───── DOCUMENT TEXT
“Only poetry is of the same order as philosophical thinking, although thinking and poetry are not identical.”
“[W]e seek to win back the intact naming force of language and words; for words and language are not just shells into which things are packed for spoken and written intercourse. In word, in language, things first come to be and are.”
– Martin Heidegger (Introduction to Metaphysics, pp 20, 11)
“Naming is the origin
of all particular things.”
– Tao Te Ching (p 1)
In Heidegger’s Hidden Sources, the author (also a lawyer) “Reinhard May demonstrates that Martin Heidegger drew upon German translations of Chinese Daoist and Zen Buddhist classics for some of the major ideas of his philosophy. May also shows how Heidegger’s appropriation of East Asian modes of thinking continued through conversations with Chinese and Japanese scholars over many years.”
May’s scope, however, is limited: “Ultimately, a deeper understanding can be attained, and the insights gained here elaborated, only by way of a comprehensive and detailed exegesis of both texts, which cannot be attempted here. Our investigation concentrates primarily on answering the question of influence posed at the beginning, and will thus have to tolerate gaps in the interpretation.” (p 60)
──────────
*TASKS FOR THIS EXERCISE*.
- a) According to the text on Heidegger and East Asian thought, what other profession does Reinhard May have besides being an author?
- b) Carry on the text on Heidegger and East Asian thought from the point where it stops.
The stored items that come next are separate material, unrelated to the text above.
───── INFORMATION PROVIDED
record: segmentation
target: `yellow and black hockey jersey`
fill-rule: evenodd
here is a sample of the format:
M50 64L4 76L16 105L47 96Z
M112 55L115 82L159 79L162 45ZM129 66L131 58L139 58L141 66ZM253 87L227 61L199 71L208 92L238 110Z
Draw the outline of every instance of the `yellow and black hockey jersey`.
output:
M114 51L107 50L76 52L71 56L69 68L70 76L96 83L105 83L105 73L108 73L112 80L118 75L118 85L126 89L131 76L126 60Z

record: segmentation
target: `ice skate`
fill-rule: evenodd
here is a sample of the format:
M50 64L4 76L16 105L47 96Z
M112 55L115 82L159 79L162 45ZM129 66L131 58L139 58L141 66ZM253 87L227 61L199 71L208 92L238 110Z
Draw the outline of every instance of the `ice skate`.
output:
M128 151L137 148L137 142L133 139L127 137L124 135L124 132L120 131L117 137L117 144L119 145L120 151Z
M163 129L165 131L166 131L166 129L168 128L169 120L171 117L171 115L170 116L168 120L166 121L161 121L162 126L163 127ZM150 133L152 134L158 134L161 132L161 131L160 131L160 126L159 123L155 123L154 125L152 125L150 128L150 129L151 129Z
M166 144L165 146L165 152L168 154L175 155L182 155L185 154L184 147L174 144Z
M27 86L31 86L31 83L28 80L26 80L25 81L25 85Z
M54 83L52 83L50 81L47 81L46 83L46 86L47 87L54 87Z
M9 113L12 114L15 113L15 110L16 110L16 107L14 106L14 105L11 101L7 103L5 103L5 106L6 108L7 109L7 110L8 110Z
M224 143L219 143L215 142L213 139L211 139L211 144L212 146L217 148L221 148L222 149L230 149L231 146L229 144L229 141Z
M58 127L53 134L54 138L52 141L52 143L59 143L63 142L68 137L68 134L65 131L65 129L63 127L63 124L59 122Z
──────────
*WRITTEN ANSWERS*.
- a) Reinhard May is also a lawyer.

- b)
This is where I wish to begin.
But not just with the comparison. This blog is not meant to be “scholarship about Philosophy”, to borrow Heidegger’s description of most philosophy academics, but an attempt at Philosophy itself. I first picked up Introduction to Metaphysics last weekend. I was immediately struck by how similar it was to the first two poems of the Tao Te Ching. Heidegger wasn’t merely influenced by Asian thinking; the Tao was Heidegger’s introduction to metaphysics!
Certainly Heidegger mucks it up, but it is his geometry. Much of the first chapter, “Fundamental Question of Metaphysics”, is Heidegger trying to posit in pages what the Tao expresses in lines. I do not say this to accuse Heidegger of plagiarism, however. I say it to credit him with it. The transmission of ideas is fundamental to whatever it is that we are. Heidegger’s muck turned the water of Taoism into a dry, dusty substance that could be processed by the sieve-like minds of Western thinkers.
This is why he is one of the premier thinkers of the 20th century: he reconnected Western and Eastern thought, and just in time for quantum physics.
And this isn’t some accomplishment I’m foisting upon him; he claimed it. Heidegger states that Western thought derailed after Aristole, when the Greek word for Nature was translated into Latin. The original was phusis, a word he often translates as “the sway”, a word that allows for beings emerging out of themselves and going back into nothing, a word not only in harmony with the idea of the Tao and its relation to nature, but in harmony with the behavior of quantum particles, with fields. With Particular things being drawn out of the Tao by a quantum observer coming into contact with their names…. but I get ahead of myself.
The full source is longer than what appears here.